Convert the records in the part that opens with the line containing "Instruction: identify the white plumage" and closes with the line containing "51 47 64 62", both lines included, into a two-column CSV with the columns instruction and boxes, one row per record. Put each value in a single quoted field and replace any line breaks with spaces.

[START OF Records shown]

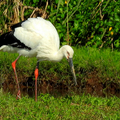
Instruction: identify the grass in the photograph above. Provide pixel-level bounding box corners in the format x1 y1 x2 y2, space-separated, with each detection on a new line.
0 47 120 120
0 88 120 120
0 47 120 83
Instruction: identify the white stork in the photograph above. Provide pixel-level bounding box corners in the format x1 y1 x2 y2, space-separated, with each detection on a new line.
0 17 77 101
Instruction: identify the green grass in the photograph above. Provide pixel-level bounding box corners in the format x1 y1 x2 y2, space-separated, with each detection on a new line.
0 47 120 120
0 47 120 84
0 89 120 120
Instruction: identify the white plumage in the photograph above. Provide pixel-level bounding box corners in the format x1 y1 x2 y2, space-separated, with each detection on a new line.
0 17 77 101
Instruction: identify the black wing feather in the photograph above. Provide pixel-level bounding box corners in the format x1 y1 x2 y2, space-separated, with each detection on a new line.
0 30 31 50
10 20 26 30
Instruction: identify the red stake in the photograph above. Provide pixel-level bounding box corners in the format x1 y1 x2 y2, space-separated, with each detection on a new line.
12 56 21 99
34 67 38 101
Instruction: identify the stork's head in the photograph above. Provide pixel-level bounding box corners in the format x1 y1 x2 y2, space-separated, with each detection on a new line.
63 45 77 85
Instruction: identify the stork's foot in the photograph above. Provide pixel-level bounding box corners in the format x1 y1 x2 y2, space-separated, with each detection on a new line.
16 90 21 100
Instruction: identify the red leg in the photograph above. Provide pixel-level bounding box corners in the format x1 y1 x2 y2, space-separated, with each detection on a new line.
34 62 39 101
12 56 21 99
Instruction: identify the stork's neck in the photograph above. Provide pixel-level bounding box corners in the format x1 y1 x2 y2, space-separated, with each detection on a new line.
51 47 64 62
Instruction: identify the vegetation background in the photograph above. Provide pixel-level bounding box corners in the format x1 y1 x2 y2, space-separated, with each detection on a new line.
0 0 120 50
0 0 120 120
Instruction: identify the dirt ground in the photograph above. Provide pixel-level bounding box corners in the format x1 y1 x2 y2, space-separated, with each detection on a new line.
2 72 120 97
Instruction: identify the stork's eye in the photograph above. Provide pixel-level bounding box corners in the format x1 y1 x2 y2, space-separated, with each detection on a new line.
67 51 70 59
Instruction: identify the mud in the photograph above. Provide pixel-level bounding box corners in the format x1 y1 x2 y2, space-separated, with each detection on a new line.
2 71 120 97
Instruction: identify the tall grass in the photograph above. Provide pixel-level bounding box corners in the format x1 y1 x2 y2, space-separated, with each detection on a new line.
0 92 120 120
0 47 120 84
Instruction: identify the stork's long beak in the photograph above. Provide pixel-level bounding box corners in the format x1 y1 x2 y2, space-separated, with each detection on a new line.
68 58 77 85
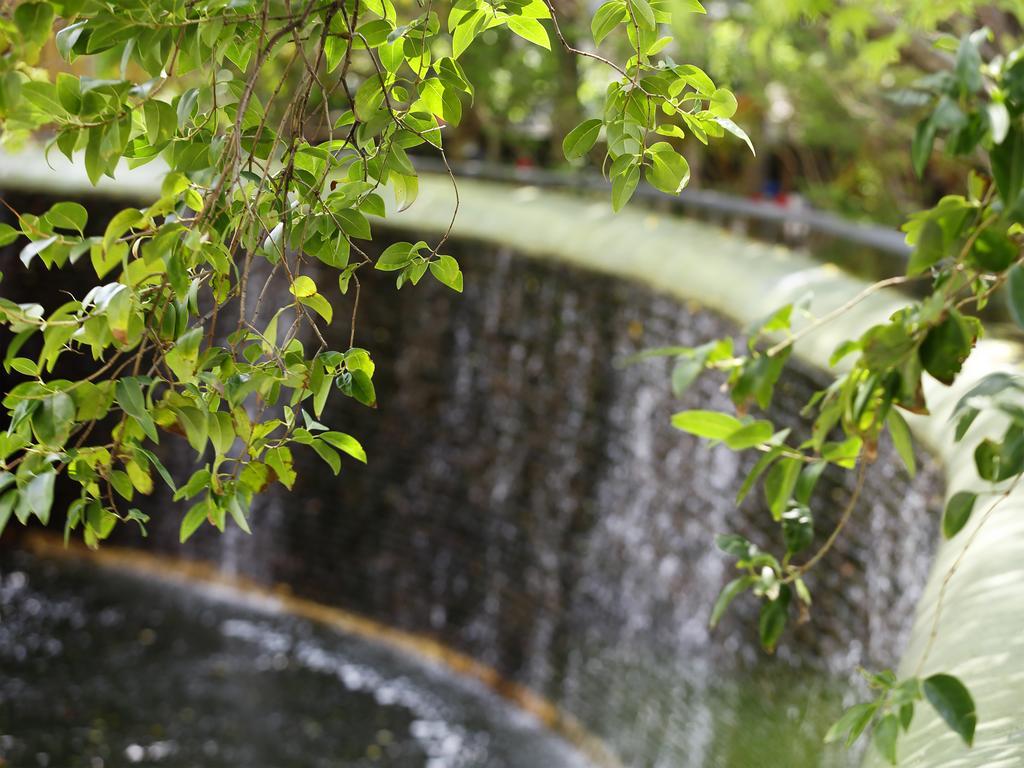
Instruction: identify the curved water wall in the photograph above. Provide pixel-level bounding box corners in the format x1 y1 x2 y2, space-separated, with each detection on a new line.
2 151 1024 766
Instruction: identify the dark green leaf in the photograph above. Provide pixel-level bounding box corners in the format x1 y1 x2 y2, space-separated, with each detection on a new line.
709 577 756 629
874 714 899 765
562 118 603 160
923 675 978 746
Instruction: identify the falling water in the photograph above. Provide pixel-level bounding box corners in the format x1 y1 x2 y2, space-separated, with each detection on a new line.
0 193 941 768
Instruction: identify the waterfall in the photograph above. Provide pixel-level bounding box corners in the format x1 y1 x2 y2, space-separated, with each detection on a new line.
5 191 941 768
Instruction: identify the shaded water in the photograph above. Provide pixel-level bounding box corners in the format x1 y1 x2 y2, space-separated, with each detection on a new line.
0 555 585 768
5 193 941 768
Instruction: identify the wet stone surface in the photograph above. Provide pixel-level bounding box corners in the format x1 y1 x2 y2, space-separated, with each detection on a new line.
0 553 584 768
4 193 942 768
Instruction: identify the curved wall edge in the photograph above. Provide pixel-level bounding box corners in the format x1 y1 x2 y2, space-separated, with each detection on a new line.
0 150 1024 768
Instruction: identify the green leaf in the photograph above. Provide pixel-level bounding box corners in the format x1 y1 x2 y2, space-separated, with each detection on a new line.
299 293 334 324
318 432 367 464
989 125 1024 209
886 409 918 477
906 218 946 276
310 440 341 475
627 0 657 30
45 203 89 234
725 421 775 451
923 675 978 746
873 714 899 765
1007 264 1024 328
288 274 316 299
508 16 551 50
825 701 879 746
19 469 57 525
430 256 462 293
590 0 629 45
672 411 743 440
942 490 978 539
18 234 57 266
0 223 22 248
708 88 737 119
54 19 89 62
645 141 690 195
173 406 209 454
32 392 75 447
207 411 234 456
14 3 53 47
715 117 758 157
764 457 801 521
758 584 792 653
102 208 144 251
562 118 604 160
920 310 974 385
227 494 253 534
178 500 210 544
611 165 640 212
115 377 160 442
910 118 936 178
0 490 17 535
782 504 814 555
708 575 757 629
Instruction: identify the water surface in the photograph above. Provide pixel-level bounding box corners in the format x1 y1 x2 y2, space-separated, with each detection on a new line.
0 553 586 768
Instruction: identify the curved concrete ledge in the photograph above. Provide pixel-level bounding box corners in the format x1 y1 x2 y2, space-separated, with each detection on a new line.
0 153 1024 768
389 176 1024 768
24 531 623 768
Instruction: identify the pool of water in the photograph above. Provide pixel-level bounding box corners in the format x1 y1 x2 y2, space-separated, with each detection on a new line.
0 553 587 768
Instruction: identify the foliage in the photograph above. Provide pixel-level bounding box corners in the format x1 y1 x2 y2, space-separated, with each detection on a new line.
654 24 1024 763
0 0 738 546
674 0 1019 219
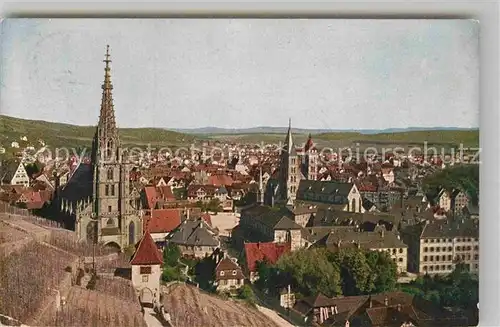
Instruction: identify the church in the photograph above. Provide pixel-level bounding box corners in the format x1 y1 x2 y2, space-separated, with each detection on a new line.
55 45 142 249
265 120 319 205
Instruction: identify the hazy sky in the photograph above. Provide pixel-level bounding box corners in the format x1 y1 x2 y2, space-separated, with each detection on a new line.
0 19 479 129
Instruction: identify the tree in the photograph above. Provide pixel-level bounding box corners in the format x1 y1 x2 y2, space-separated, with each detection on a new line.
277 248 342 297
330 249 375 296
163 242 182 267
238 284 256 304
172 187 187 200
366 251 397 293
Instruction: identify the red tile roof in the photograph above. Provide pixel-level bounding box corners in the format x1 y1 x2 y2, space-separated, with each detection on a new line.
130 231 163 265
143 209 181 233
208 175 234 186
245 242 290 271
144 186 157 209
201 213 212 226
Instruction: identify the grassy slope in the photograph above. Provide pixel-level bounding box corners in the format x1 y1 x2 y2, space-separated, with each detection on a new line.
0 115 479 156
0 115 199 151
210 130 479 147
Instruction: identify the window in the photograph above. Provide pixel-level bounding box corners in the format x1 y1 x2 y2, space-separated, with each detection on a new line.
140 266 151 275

[END OF Records shown]

» **Task result**:
instruction,boxes
"Instruction: identify the white plumage in the photograph above. Provide pixel-level bounding box corners in the format x1 y1 x2 y2, space-separated, with each detection on a new line.","0 17 77 101"
"Instruction: identify the black wing feather in the photograph above. Provide pixel-level bounding box corners in the format x1 y1 x2 y2, space-separated, with each detection on a new line.","0 30 31 50 10 20 26 30"
"Instruction: identify the red stake in the photograph above. Provide pixel-level bounding box corners in the format x1 y1 x2 y2, space-separated, with each detection on a new line.","12 56 21 99 34 67 38 101"
"Instruction: identify the stork's head in the photograph above. Provide pixel-level bounding box corners in the format x1 y1 x2 y2, space-separated, with each detection on a new line.","63 45 77 85"
"Instruction: identify the stork's foot in the photograph above. Provide pixel-level bounding box corners in the format x1 y1 x2 y2, space-separated, with each detection on a new line.","16 90 21 100"
"Instruction: identify the red leg in the photograph above. Provide pixel-level bounding box corners in the format x1 y1 x2 y2, space-separated, with each detection on a new line.","34 62 39 101 12 56 21 99"
"Instruction: identify the stork's neck in the photograph above. Provide pixel-level bounding box corners in the format x1 y1 x2 y2, space-separated, with each detection on a new line.","51 47 64 62"